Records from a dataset
----------
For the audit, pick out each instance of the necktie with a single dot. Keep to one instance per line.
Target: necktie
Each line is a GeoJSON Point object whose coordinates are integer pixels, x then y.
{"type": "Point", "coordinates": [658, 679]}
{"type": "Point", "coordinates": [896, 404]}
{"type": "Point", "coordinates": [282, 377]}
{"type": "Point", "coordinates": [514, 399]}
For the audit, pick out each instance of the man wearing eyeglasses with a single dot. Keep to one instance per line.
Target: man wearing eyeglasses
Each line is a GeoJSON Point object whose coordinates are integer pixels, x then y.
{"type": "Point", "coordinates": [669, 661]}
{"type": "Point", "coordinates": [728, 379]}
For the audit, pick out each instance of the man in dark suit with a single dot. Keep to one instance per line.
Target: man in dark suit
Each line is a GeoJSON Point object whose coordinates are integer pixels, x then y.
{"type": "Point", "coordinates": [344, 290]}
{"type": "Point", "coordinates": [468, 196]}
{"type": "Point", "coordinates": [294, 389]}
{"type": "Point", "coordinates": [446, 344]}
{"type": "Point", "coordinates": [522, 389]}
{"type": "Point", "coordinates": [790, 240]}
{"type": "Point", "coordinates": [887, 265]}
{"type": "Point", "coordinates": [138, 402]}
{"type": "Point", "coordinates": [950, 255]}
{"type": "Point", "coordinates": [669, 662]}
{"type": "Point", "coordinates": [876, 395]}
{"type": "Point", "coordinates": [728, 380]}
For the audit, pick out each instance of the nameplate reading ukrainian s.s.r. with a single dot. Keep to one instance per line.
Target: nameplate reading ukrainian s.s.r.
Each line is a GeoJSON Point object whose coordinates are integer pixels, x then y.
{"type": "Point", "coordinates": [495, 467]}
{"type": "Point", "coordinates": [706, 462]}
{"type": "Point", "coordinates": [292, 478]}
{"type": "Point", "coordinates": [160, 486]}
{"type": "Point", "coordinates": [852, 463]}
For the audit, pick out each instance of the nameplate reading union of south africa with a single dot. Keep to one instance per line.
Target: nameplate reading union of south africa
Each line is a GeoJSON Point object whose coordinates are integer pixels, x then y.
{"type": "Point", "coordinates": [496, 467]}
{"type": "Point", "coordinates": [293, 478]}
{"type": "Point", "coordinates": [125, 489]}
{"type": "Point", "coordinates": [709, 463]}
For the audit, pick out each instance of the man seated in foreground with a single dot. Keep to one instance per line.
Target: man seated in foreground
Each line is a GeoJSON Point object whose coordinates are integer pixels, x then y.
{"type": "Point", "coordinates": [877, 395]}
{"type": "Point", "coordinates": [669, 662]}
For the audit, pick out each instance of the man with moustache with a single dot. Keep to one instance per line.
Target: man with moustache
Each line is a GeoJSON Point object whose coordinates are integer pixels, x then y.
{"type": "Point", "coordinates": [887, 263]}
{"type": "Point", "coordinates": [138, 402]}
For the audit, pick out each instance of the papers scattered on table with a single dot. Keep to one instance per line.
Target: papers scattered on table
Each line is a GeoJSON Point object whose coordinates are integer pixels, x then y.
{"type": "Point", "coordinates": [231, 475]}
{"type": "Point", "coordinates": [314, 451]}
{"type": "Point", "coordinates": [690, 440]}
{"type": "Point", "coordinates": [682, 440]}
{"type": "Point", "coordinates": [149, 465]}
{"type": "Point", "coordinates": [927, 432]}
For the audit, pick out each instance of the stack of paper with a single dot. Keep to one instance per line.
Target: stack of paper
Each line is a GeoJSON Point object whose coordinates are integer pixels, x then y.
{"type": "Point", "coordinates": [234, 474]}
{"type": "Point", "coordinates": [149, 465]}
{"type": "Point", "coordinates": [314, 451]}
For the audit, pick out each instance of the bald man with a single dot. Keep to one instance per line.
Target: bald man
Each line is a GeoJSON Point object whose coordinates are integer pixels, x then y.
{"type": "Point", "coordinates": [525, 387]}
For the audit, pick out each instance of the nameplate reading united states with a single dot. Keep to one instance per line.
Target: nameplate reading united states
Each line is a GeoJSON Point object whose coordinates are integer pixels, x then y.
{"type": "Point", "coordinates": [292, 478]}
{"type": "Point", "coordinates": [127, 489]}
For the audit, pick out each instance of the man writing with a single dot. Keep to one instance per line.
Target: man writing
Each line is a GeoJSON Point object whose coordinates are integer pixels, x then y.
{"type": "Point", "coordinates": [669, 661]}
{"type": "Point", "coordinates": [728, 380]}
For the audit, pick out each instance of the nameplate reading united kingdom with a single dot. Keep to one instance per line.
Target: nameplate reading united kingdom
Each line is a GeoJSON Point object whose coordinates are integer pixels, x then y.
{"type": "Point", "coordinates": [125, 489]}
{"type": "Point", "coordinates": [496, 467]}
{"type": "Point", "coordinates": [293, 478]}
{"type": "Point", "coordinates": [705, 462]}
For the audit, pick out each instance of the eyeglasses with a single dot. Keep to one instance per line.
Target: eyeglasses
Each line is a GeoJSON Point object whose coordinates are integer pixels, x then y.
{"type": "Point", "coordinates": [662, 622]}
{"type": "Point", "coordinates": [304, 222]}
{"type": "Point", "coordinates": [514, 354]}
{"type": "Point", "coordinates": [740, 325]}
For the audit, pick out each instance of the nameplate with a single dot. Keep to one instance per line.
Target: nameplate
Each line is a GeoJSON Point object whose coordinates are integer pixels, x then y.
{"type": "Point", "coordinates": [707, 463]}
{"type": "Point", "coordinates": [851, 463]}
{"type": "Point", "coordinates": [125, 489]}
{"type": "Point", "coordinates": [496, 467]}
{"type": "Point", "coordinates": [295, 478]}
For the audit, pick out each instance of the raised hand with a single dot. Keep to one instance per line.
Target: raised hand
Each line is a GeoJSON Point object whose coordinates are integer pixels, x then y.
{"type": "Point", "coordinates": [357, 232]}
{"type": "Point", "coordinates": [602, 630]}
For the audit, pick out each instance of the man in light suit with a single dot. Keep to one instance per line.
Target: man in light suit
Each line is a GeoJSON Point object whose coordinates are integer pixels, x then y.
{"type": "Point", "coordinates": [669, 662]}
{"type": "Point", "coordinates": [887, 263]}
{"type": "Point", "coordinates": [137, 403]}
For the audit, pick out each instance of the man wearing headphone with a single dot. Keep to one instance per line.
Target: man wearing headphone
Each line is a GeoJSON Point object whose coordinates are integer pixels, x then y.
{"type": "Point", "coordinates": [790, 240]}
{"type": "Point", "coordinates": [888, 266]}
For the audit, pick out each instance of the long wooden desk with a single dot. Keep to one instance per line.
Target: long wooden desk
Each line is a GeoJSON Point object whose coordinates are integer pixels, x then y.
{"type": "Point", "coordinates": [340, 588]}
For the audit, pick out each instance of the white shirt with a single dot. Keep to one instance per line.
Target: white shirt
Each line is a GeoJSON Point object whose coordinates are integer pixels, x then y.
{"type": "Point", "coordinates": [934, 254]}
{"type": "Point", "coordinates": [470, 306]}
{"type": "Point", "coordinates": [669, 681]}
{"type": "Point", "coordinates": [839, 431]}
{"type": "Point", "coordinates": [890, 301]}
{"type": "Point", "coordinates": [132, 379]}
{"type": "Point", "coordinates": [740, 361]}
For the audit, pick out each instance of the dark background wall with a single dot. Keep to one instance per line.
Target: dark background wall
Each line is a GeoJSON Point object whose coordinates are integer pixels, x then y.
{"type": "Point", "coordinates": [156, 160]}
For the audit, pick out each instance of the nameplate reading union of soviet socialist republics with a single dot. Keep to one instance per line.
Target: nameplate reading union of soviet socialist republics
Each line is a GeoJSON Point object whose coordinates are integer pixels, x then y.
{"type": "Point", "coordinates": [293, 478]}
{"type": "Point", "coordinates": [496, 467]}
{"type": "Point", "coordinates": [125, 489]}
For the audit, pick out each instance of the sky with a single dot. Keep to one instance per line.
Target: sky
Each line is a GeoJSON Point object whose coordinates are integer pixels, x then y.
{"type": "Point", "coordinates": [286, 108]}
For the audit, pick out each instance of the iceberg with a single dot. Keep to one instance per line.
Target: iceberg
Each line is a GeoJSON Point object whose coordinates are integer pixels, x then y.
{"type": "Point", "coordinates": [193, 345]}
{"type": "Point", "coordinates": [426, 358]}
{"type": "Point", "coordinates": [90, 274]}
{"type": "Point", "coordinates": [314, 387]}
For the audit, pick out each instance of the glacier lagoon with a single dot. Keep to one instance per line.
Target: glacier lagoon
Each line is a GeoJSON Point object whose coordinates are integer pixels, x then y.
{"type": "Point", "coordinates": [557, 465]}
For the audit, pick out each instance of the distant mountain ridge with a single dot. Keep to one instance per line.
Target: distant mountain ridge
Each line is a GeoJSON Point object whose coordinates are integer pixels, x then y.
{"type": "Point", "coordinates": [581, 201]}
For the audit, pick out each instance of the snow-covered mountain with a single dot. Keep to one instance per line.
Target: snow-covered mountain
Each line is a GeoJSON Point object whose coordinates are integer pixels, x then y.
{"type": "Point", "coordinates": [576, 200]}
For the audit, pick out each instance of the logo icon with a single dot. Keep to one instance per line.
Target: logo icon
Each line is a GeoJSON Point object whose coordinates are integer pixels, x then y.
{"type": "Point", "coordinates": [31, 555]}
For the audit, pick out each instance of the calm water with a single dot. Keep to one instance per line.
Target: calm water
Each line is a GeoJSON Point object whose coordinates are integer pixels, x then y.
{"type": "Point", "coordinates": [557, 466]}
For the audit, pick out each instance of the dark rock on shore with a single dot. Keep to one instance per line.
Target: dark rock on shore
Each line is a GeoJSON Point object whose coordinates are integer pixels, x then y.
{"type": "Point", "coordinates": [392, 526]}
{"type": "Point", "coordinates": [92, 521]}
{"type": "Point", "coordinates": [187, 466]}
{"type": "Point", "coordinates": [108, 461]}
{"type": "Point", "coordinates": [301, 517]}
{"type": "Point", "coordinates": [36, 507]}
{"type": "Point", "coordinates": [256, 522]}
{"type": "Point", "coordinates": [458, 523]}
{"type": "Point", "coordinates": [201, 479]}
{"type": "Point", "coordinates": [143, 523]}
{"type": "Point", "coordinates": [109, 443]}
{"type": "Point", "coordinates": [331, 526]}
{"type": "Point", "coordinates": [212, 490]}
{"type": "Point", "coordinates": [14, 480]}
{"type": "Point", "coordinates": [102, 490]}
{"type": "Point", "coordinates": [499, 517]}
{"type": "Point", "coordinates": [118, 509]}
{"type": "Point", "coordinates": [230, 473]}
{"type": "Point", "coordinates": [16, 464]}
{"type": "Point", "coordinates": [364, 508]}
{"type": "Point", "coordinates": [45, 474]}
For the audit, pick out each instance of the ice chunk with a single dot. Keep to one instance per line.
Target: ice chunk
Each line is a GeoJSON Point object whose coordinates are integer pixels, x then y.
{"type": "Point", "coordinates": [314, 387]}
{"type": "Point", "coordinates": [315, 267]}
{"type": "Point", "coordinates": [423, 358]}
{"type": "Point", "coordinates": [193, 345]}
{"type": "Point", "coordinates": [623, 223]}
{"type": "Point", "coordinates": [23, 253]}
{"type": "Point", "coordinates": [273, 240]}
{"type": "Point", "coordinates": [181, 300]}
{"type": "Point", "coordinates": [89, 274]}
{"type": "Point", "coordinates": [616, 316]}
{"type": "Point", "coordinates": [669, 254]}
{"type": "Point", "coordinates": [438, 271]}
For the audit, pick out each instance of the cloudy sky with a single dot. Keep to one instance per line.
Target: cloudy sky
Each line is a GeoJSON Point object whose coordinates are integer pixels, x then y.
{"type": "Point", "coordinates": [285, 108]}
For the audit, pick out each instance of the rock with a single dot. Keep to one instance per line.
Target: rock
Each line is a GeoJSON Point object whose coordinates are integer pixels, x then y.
----------
EXERCISE REQUIREMENTS - Every line from the one containing "For the audit, pick out each instance of the ice chunk" through the end of the entries above must be echoed exactly, with both ends kept.

ANSWER TO THE TASK -
For the audit, pick out each instance of the ice chunk with a single dot. Keep to one instance per line.
Target: ice chunk
Each line is a GeoJSON Point object whose coordinates are integer pixels, x then y.
{"type": "Point", "coordinates": [314, 387]}
{"type": "Point", "coordinates": [315, 267]}
{"type": "Point", "coordinates": [423, 358]}
{"type": "Point", "coordinates": [193, 345]}
{"type": "Point", "coordinates": [623, 223]}
{"type": "Point", "coordinates": [23, 253]}
{"type": "Point", "coordinates": [273, 240]}
{"type": "Point", "coordinates": [181, 300]}
{"type": "Point", "coordinates": [89, 274]}
{"type": "Point", "coordinates": [616, 316]}
{"type": "Point", "coordinates": [669, 254]}
{"type": "Point", "coordinates": [438, 271]}
For the audit, pick out each instance of the cloudy sky with a single dot. Keep to one instance per line.
Target: cloudy sky
Each line is a GeoJSON Point object whose coordinates are integer pixels, x then y.
{"type": "Point", "coordinates": [285, 108]}
For the audit, pick out each instance of the rock with a single dot. Keep to one instance per line.
Target: rock
Each line is a GeoJSON Point object whose coordinates are integer pixels, x then y.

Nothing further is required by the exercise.